● Task goal
Beginning with the first line below, output every record verbatim and leave out the images.

** Records supplied follows **

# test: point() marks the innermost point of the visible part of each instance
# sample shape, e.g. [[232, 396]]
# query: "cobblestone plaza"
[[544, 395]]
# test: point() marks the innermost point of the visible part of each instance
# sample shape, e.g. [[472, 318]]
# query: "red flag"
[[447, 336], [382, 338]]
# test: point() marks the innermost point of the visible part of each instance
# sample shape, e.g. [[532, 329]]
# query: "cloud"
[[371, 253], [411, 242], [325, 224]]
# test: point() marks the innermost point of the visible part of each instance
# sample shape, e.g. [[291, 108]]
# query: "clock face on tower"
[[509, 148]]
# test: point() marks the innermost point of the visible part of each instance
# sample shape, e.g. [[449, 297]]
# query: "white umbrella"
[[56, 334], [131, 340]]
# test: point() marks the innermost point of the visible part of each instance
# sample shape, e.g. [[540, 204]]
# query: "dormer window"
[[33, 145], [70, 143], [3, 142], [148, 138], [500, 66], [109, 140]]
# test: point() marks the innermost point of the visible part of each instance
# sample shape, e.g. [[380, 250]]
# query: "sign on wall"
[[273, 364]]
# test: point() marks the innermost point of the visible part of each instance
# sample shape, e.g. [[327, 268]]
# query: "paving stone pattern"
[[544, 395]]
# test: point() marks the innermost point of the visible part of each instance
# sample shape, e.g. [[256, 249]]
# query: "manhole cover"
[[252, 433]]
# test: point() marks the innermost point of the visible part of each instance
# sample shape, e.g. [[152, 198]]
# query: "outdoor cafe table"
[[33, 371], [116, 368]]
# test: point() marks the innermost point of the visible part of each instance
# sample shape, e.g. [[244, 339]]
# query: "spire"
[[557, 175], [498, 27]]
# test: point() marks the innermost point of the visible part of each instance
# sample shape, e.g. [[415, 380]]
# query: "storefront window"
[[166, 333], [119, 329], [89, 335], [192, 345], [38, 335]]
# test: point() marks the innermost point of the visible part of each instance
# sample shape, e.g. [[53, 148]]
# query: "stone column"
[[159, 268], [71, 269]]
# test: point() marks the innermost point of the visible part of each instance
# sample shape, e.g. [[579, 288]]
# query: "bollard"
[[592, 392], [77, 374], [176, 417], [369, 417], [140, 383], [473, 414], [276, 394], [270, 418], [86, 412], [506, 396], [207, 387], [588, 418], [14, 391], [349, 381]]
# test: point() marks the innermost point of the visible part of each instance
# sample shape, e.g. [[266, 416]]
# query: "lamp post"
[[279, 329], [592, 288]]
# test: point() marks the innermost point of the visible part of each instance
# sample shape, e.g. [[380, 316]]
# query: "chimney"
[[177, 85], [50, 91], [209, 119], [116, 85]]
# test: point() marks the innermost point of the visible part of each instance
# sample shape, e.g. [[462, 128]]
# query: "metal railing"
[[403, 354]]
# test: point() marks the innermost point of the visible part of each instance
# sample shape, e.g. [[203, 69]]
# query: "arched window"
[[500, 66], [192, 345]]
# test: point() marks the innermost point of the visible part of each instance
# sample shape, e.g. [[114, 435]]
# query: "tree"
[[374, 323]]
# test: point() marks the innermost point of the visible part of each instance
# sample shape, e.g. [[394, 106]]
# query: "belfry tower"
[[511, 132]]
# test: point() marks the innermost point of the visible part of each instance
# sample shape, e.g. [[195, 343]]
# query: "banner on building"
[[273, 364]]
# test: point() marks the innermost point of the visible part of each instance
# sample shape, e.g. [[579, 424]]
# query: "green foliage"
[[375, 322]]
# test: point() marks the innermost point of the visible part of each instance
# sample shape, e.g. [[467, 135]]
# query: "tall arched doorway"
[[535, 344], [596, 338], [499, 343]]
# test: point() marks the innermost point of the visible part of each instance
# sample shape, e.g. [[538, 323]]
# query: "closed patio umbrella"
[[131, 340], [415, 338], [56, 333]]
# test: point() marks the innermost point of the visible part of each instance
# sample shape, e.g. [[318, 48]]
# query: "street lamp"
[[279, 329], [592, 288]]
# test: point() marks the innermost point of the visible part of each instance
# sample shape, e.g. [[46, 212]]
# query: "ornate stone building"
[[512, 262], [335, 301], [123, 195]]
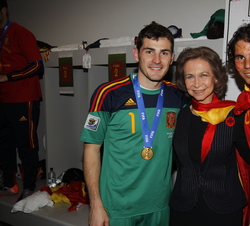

** End of Records supplied **

● Output below
# test: point() marks the innermost point of the visible part of each instance
# sample shape, e.g. [[232, 396]]
# query: "cobblestone plaza"
[[544, 395]]
# test: point() marks the innermost point of the visible part of each instance
# sample shape, e.g. [[472, 318]]
# query: "red flag"
[[447, 336], [382, 338]]
# test: point() marks the innermost point of the visible part of each instance
# sample shape, e.g. [[532, 329]]
# query: "cloud"
[[371, 253], [411, 242], [325, 224]]
# test: point() marks the innermost point of the visible part of each instance
# sample shape, e.g. [[291, 108]]
# query: "clock face on tower"
[[509, 148]]
# test: point() marks the innermost point of the visible part of each instance
# sample shape, e.g. [[449, 297]]
# query: "white umbrella"
[[56, 334], [131, 340]]
# test: point() marks the innermost point of the visible part of each instance
# sample shape, e.g. [[540, 204]]
# query: "dormer window"
[[33, 145], [70, 143], [3, 142], [148, 138], [500, 66], [109, 140]]
# test: point() marks the innermost point of the visible part of each instance
# sample shape, e.g. [[380, 250]]
# query: "sign on wall"
[[273, 364]]
# test: point() marks the innermost point of the visible part of each instance
# sample shape, e.g. [[327, 268]]
# query: "paving stone pattern"
[[544, 395]]
# test: point() marks the innermost point of the visible part of each instance
# sample shape, e.g. [[256, 249]]
# query: "manhole cover"
[[252, 433]]
# test: point() marks the innermost point of the visible part of each instance
# sample shape, e.g. [[152, 198]]
# query: "outdoor cafe table"
[[33, 371], [116, 368]]
# test: point() marks the innermost point of the visible part of each instance
# sample shape, e.g. [[244, 339]]
# query: "spire"
[[557, 175], [498, 27]]
# test: point() marks the innermost point of the visible part of each instance
# sample shape, e.g. [[415, 380]]
# query: "storefront window"
[[166, 333], [119, 329], [89, 335], [192, 345], [38, 335]]
# test: point() marks the innermost point of the visible part of each instance
# sample shape, e.g. [[53, 148]]
# query: "stone column"
[[159, 268], [71, 269]]
# test: point() marks the innermost point of the visible part of each instance
# sample shape, e.g. [[579, 288]]
# query: "bollard"
[[592, 392], [77, 374], [176, 417], [369, 417], [140, 383], [473, 414], [276, 394], [270, 418], [86, 412], [506, 396], [207, 387], [588, 418], [14, 391], [349, 381]]
# test: point() marks the innermost point of the visible part of each instance
# sample shape, e.g. [[266, 416]]
# query: "lamp post"
[[279, 329], [592, 288]]
# test: point() marks the innermost point of the visible part of each instance
# sample shape, e.g. [[380, 316]]
# query: "chimney"
[[177, 85], [50, 91], [209, 119], [116, 85]]
# test: point() marks the innermost point of the visible part of each instance
# sample shape, e.g. [[462, 128]]
# query: "metal railing"
[[403, 354]]
# test: point() marks the innermost point of the visible part of each instance
# sample shape, e.g. [[203, 69]]
# query: "arched window"
[[500, 66], [192, 345]]
# test: point() marks the innermost point of the visible part of each instance
# sample shape, e.g. [[114, 435]]
# query: "tree"
[[374, 323]]
# test: point() marks the innermost point of the visible part of each instance
# sample shape, e.g. [[394, 106]]
# query: "belfry tower"
[[511, 132]]
# test: point() marks the innermost point of the visible part of each instance
# sample shape, e.g. [[195, 343]]
# query: "banner on building"
[[273, 364]]
# test: point() marks the innermost point of the visible part of each instance
# sample shape, e.g. [[579, 424]]
# query: "green foliage"
[[375, 322]]
# test: point() marks the innermost point of the visible part of each instance
# sample shape, e.g. [[467, 135]]
# query: "tall arched doorway"
[[535, 344], [596, 338], [499, 343]]
# test: point() marks the innermost point of the visible part of each instance
# sample shape, e.g. [[538, 323]]
# query: "closed patio umbrella"
[[131, 340], [415, 338], [56, 333]]
# test: point() marks the innermost point of the visible part of each instance
# sample shape, e.g. [[318, 48]]
# query: "street lamp"
[[279, 329], [592, 288]]
# test: point() marks the innermost point of the visible part of each instance
# sample shape, e.g. [[46, 212]]
# query: "ornate stone building"
[[512, 262], [335, 301], [123, 195]]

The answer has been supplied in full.